*Problem*
Work out how many lines of the listing below include the string "glass", and give that number alone.

******************************

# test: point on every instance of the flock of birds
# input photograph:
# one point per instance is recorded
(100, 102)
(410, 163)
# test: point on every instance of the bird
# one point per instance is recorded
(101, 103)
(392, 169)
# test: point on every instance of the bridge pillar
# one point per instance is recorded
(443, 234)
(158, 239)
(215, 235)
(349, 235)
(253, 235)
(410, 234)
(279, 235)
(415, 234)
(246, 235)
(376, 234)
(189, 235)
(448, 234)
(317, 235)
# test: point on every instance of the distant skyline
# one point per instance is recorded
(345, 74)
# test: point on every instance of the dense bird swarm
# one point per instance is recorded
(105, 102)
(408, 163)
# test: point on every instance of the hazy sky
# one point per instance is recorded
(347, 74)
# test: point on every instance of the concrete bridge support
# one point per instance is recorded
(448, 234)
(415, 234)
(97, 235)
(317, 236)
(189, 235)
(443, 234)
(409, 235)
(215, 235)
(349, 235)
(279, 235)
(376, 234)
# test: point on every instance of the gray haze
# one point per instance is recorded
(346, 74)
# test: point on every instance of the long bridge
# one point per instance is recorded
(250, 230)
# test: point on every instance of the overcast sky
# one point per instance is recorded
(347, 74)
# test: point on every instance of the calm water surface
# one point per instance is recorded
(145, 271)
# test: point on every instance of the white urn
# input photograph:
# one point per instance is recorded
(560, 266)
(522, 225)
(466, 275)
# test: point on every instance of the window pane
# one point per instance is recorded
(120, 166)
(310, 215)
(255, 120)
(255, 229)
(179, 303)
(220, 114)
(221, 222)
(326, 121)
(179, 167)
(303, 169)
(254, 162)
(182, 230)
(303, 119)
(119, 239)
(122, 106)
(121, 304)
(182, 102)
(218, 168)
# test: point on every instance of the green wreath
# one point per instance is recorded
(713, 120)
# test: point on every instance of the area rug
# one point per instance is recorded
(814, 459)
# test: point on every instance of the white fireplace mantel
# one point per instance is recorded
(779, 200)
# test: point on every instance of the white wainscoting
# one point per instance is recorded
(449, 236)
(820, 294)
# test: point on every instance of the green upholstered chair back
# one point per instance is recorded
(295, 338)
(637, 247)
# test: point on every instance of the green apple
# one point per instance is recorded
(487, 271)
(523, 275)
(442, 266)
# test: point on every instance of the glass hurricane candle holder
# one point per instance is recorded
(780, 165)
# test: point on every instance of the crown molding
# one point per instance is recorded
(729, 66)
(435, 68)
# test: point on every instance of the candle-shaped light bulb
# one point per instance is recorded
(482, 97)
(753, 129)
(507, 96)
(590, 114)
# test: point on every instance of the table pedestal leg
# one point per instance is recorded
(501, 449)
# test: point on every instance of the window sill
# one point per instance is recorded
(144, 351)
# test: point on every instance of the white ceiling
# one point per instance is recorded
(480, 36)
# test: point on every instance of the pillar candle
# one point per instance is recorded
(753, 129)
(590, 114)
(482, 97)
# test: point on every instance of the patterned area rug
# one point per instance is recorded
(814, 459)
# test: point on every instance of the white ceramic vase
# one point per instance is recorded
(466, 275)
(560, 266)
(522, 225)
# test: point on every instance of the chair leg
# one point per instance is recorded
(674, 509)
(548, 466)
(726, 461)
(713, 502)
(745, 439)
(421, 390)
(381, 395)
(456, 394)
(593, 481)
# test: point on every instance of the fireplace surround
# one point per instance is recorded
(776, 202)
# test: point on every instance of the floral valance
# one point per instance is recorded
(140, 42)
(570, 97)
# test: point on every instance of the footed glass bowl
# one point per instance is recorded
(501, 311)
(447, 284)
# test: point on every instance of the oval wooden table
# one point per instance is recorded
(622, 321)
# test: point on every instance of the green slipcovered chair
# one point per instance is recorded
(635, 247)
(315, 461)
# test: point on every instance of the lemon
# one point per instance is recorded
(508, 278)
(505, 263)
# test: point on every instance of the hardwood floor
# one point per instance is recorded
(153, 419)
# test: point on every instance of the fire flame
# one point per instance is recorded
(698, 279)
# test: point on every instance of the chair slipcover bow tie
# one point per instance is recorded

******************************

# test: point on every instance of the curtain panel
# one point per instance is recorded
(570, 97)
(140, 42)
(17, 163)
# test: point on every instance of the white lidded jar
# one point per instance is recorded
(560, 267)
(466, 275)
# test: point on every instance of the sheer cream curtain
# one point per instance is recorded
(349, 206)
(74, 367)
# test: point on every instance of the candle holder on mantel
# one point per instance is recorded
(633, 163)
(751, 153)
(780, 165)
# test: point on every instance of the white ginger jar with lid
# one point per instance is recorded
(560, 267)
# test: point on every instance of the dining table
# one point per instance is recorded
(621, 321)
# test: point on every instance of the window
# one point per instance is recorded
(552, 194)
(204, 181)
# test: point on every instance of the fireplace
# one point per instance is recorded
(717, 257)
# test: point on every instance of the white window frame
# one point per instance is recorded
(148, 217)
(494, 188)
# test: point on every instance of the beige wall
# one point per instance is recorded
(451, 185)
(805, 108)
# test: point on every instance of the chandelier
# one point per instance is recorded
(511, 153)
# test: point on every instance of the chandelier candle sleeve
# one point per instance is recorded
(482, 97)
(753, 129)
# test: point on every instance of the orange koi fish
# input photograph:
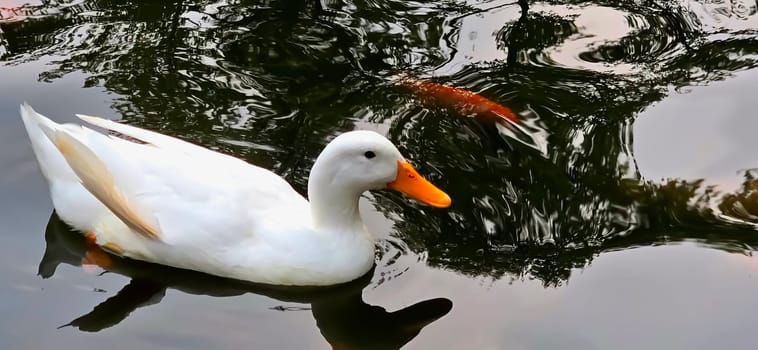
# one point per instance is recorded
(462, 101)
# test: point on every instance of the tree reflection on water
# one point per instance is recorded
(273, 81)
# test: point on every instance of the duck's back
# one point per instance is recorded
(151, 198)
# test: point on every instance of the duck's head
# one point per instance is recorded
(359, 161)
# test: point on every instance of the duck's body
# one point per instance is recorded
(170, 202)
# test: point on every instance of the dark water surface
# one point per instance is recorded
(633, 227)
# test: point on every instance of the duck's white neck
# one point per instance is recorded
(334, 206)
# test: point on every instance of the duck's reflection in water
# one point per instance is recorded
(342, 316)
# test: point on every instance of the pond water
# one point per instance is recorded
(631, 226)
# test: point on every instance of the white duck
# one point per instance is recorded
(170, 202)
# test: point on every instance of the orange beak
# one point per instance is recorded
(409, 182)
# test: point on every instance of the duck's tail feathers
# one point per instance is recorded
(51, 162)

******************************

*Written response*
2